> _Task to carry out_: Copy out every line of the data exactly; do not include the images.

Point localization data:
═══

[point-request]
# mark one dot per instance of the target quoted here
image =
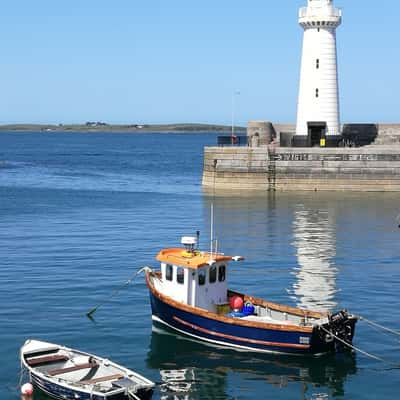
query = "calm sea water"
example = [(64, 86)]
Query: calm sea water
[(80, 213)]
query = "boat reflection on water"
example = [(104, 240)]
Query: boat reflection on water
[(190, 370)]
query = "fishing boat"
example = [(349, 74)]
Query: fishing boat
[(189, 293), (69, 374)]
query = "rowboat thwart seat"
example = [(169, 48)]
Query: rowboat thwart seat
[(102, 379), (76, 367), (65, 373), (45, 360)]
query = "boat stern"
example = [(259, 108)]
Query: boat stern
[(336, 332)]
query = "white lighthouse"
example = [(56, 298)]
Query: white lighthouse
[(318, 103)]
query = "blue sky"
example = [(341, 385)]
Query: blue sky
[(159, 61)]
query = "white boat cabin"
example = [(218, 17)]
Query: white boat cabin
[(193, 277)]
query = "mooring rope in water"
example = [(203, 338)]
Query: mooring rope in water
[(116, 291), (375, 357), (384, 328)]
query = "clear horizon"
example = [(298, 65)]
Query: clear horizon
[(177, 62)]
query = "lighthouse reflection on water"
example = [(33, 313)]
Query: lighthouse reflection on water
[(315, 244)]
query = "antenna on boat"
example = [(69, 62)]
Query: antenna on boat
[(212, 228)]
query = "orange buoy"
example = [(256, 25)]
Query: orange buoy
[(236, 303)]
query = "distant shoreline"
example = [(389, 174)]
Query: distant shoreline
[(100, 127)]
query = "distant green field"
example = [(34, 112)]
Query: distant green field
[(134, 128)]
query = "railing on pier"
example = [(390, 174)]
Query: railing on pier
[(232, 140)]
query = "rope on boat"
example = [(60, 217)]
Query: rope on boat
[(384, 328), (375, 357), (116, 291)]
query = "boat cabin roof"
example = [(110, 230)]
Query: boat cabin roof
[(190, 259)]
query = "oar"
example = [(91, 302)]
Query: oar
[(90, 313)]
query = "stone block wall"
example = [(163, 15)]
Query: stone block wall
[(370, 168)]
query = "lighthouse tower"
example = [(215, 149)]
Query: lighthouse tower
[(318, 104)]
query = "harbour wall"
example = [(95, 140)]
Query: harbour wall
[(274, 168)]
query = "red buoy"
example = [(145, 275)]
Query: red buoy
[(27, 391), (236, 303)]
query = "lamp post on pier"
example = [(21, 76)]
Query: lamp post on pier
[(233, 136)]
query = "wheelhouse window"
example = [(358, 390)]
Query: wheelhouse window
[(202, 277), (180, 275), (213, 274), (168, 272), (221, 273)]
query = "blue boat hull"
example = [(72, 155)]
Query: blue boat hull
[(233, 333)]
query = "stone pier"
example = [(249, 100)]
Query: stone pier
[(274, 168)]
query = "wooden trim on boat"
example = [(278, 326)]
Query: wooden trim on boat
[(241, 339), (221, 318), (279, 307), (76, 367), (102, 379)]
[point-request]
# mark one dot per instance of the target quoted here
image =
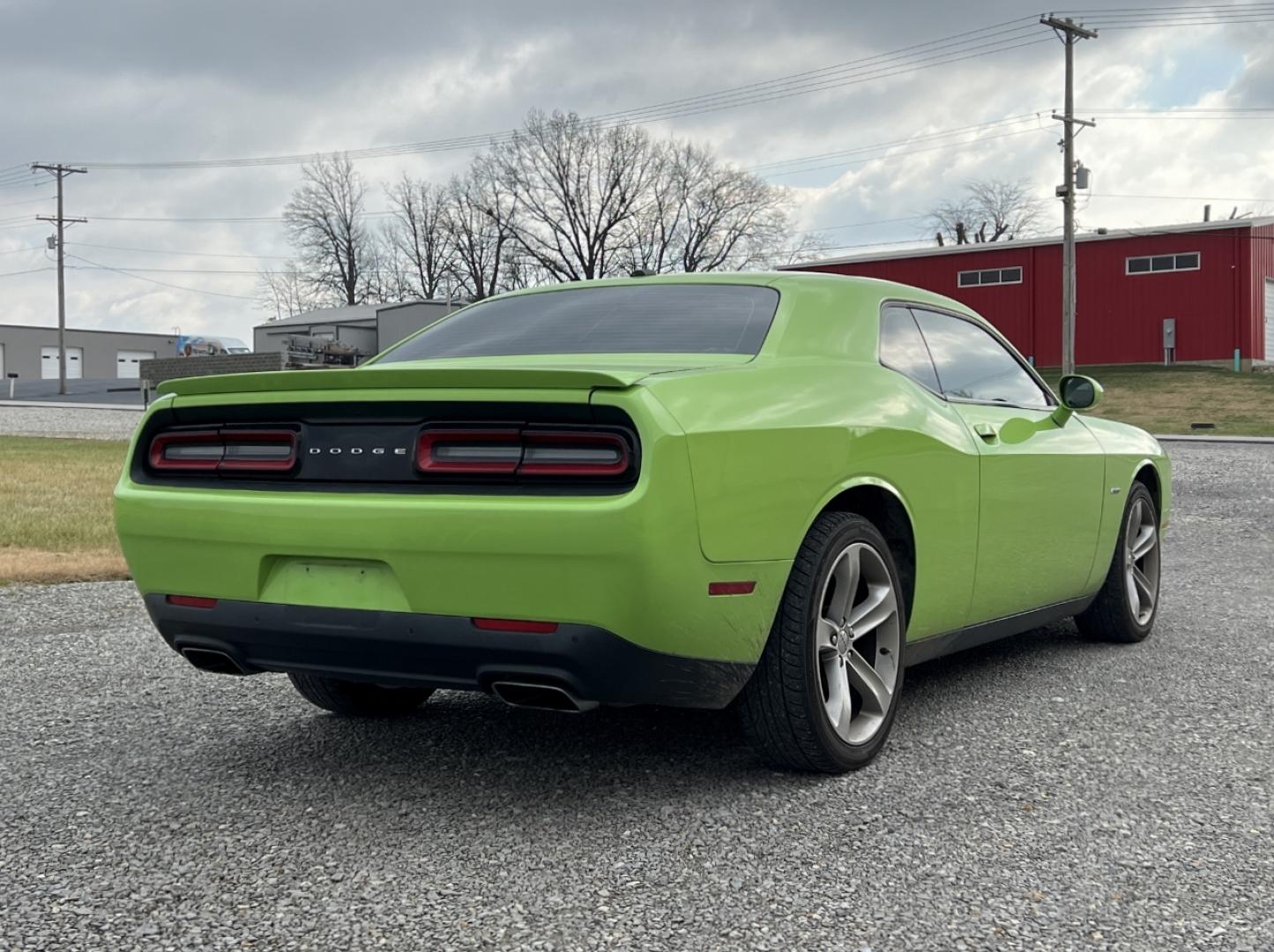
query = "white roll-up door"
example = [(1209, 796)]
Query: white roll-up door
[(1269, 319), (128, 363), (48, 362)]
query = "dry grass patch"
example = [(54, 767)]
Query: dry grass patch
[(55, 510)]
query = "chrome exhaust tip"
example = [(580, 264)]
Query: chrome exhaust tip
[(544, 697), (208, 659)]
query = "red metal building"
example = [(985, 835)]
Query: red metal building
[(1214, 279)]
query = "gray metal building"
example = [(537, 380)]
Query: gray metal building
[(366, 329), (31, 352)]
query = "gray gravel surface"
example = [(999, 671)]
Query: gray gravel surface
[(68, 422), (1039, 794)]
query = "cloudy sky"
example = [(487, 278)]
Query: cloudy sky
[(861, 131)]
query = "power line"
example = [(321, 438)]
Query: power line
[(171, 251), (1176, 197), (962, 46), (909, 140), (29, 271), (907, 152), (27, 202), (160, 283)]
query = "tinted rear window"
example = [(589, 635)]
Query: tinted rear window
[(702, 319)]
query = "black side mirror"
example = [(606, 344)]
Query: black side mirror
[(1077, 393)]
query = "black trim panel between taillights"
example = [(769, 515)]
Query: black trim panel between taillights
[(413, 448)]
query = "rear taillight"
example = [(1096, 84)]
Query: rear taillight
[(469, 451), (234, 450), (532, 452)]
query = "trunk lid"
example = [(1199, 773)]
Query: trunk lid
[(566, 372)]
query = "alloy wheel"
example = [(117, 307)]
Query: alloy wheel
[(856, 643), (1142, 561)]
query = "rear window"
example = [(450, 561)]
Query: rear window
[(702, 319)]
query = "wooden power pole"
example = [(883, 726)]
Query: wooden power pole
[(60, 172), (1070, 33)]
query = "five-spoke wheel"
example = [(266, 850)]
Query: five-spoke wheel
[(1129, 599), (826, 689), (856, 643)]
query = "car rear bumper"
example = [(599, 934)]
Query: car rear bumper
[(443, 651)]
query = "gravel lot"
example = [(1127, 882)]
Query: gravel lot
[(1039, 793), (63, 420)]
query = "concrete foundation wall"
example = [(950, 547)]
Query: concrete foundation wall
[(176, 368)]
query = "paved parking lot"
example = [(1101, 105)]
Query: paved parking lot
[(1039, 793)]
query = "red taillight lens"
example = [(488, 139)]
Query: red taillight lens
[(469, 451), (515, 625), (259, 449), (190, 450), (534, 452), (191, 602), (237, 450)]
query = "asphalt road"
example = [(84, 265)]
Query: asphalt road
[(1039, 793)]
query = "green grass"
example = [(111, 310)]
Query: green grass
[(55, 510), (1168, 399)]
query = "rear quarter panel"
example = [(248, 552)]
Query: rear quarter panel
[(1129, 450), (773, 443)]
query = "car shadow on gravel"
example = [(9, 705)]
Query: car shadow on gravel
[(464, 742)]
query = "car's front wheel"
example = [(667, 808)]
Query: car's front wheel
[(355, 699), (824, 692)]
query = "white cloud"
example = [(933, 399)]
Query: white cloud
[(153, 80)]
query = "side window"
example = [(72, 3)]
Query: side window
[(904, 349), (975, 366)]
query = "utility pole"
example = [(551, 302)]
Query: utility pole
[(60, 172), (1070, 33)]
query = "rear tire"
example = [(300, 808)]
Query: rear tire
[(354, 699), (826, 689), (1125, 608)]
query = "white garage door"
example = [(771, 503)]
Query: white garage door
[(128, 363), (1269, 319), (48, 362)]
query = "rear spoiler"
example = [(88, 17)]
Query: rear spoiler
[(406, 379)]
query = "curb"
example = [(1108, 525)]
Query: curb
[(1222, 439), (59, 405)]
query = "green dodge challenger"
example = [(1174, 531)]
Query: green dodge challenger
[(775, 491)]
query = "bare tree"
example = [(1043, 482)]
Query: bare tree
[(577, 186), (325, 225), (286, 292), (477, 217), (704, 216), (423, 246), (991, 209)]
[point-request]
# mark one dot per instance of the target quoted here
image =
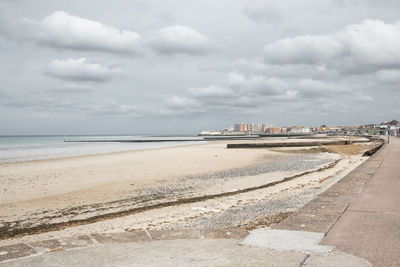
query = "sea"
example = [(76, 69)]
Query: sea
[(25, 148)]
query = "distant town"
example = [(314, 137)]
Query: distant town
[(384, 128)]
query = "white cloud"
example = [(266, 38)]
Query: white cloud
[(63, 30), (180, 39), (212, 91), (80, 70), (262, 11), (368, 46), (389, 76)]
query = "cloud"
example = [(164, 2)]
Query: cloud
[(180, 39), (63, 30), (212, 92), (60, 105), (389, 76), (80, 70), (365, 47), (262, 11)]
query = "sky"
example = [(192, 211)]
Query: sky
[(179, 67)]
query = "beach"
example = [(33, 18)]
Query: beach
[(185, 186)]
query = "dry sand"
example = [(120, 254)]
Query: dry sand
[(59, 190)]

═══

> _Exercise result_:
[point-request]
# mark one dot per instance of the target quoted here
image =
query = "calm sea water"
example = [(64, 86)]
Query: calm sea water
[(80, 213)]
query = "boat reflection on water"
example = [(104, 240)]
Query: boat reflection on water
[(190, 370)]
query = "fishing boat"
example = [(349, 74)]
Query: fishing boat
[(189, 293), (69, 374)]
query = "rowboat thwart seat"
example = [(169, 48)]
Query: rowboat thwart seat
[(102, 379), (76, 367), (65, 373), (45, 360)]
query = "boat stern"
example = [(259, 108)]
Query: boat stern
[(336, 332)]
query = "white lighthouse"
example = [(56, 298)]
Query: white lighthouse
[(318, 103)]
query = "blue sky"
example = [(341, 385)]
Query: blue sky
[(159, 61)]
query = "white boat cabin"
example = [(218, 17)]
Query: white boat cabin
[(193, 277)]
query = "mooring rope in water"
example = [(203, 338)]
Query: mooring rope in water
[(116, 291), (375, 357), (384, 328)]
query = "clear horizon"
example = [(298, 65)]
Query: clear horizon
[(177, 62)]
query = "lighthouse reflection on water"
example = [(33, 313)]
Query: lighthouse reflection on water
[(315, 244)]
query = "antenna on boat"
example = [(69, 62)]
Query: antenna on boat
[(212, 228)]
query = "orange buoy"
example = [(256, 25)]
Query: orange buoy
[(236, 303)]
query = "distant shoreline"
example = [(389, 174)]
Query: distant shoreline
[(100, 127)]
query = "distant green field"
example = [(34, 112)]
Query: distant green field
[(134, 128)]
query = "railing on pier"
example = [(390, 174)]
Query: railing on pier
[(232, 140)]
query = "rope on boat"
example = [(60, 217)]
Query: rope on boat
[(384, 328), (375, 357), (116, 291)]
query = "boat cabin roof"
example = [(110, 230)]
Query: boat cabin roof
[(190, 259)]
query = "oar"
example = [(91, 302)]
Query: oar
[(90, 313)]
query = "stone block wall"
example = [(163, 15)]
Query: stone block wall
[(370, 168)]
query = "lighthouse tower"
example = [(215, 149)]
Query: lighthouse tower
[(318, 104)]
query = "harbour wall"
example = [(95, 140)]
Query: harbour wall
[(274, 168)]
query = "red buoy"
example = [(145, 275)]
Query: red buoy
[(27, 391), (236, 303)]
query = "lamp post on pier"
example = [(21, 76)]
Query: lamp post on pier
[(233, 136)]
query = "wheelhouse window"
example = [(358, 390)]
Query: wheelhouse window
[(202, 277), (180, 275), (213, 274), (168, 272), (221, 273)]
query = "blue boat hull"
example = [(72, 155)]
Query: blue boat hull
[(233, 333)]
query = "stone pier"
example = [(249, 100)]
Query: stone pier
[(274, 168)]
query = "wooden trim on boat"
example = [(278, 326)]
Query: wooden trim on boat
[(241, 339), (221, 318), (279, 307), (76, 367), (102, 379)]
[point-request]
# mark one dot per instance of the target quoted here
image =
query = "white roll-up door"
example = [(1209, 796)]
Query: white roll-up door
[(1269, 319), (128, 363), (48, 362)]
query = "dry grass patch"
example = [(54, 767)]
Query: dry grass patch
[(55, 510)]
query = "chrome exhaust tip"
example = [(580, 264)]
Query: chrome exhaust tip
[(544, 697), (208, 659)]
query = "red metal building"
example = [(985, 835)]
Query: red metal building
[(1214, 279)]
query = "gray metal building"
example = [(537, 380)]
Query: gray metal building
[(366, 329), (31, 352)]
query = "gray gravel surface"
example = [(999, 671)]
Query: gray gravel surface
[(68, 422), (1039, 794)]
query = "cloudy sky"
example = [(487, 278)]
Query: cloudy sky
[(861, 131)]
query = "power line"
example = [(321, 438)]
Query: power line
[(171, 251), (1176, 197), (962, 46), (909, 140), (29, 271), (907, 152), (27, 202), (160, 283)]
query = "tinted rear window"
example = [(589, 635)]
Query: tinted rear window
[(702, 319)]
query = "black side mirror"
example = [(606, 344)]
Query: black side mirror
[(1077, 393)]
query = "black trim panel between taillights"
example = [(769, 515)]
Query: black trim panel between taillights
[(413, 448)]
query = "rear taillight"
example = [(1096, 84)]
Query: rear taillight
[(469, 451), (234, 450), (532, 452)]
query = "trunk lid"
example = [(1199, 773)]
Query: trunk lid
[(566, 372)]
query = "alloy wheel"
example = [(117, 307)]
Query: alloy wheel
[(856, 643), (1142, 561)]
query = "rear window"
example = [(450, 561)]
Query: rear window
[(702, 319)]
query = "wooden power pole"
example = [(883, 726)]
Query: wooden power pole
[(60, 172), (1070, 33)]
query = "five-spoke wheel"
example = [(266, 850)]
Query: five-spoke wheel
[(1129, 599), (826, 689), (856, 643)]
query = "car rear bumper"
example = [(599, 934)]
Query: car rear bumper
[(443, 651)]
query = "gravel lot"
example = [(1127, 882)]
Query: gravel lot
[(1039, 793), (63, 420)]
query = "concrete foundation wall"
example = [(950, 547)]
Query: concrete foundation wall
[(176, 368)]
query = "paved parking lot"
example = [(1101, 105)]
Query: paved parking lot
[(1039, 793)]
query = "red taillight lens"
example = [(488, 139)]
Query: red taillight lens
[(469, 451), (515, 625), (259, 449), (190, 450), (534, 452), (191, 602), (237, 450)]
query = "asphalt road"
example = [(84, 265)]
Query: asphalt road
[(1039, 793)]
query = "green grass"
example = [(111, 310)]
Query: green grass
[(55, 510), (1168, 399)]
query = "rear quarter panel"
example = [(248, 552)]
Query: rear quarter panel
[(1129, 450), (773, 443)]
query = "car shadow on gravel"
example = [(9, 705)]
Query: car shadow on gravel
[(464, 742)]
query = "car's front wheel"
example = [(667, 808)]
Query: car's front wheel
[(355, 699), (824, 692)]
query = "white cloud"
example = [(933, 399)]
Query: white cloud
[(153, 80)]
query = "side window"
example = [(72, 3)]
Query: side window
[(904, 349), (975, 366)]
query = "utility pole"
example = [(551, 302)]
Query: utility pole
[(60, 172), (1070, 33)]
query = "rear tire"
example = [(300, 808)]
Query: rear tire
[(354, 699), (826, 689), (1125, 608)]
query = "white garage door"
example = [(771, 503)]
Query: white garage door
[(128, 363), (1269, 319), (48, 362)]
query = "rear spoiler"
example = [(88, 17)]
Query: rear spoiler
[(406, 379)]
query = "curb"
example = [(1108, 525)]
Query: curb
[(1222, 439), (59, 405)]
query = "green dodge challenger"
example = [(1174, 531)]
Query: green dodge challenger
[(775, 491)]
query = "bare tree"
example = [(1043, 482)]
Query: bare tree
[(577, 186), (325, 225), (286, 292), (477, 217), (704, 216), (423, 246), (991, 209)]
[point-request]
# mark one dot per instance of the target quoted here
image =
query = "sea"
example = [(76, 69)]
Query: sea
[(25, 148)]
query = "distant town"
example = [(314, 137)]
Query: distant town
[(384, 128)]
query = "white cloud"
example = [(266, 38)]
Query: white cloud
[(63, 30), (180, 39), (212, 91), (80, 70), (262, 11), (368, 46), (389, 76)]
query = "cloud"
example = [(164, 2)]
Query: cloud
[(180, 39), (63, 30), (212, 92), (60, 105), (389, 76), (80, 70), (365, 47), (262, 11)]
query = "sky"
example = [(192, 211)]
Query: sky
[(179, 67)]
query = "beach"
example = [(33, 18)]
Query: beach
[(185, 186)]
query = "dry sand"
example = [(120, 254)]
Query: dry sand
[(59, 190)]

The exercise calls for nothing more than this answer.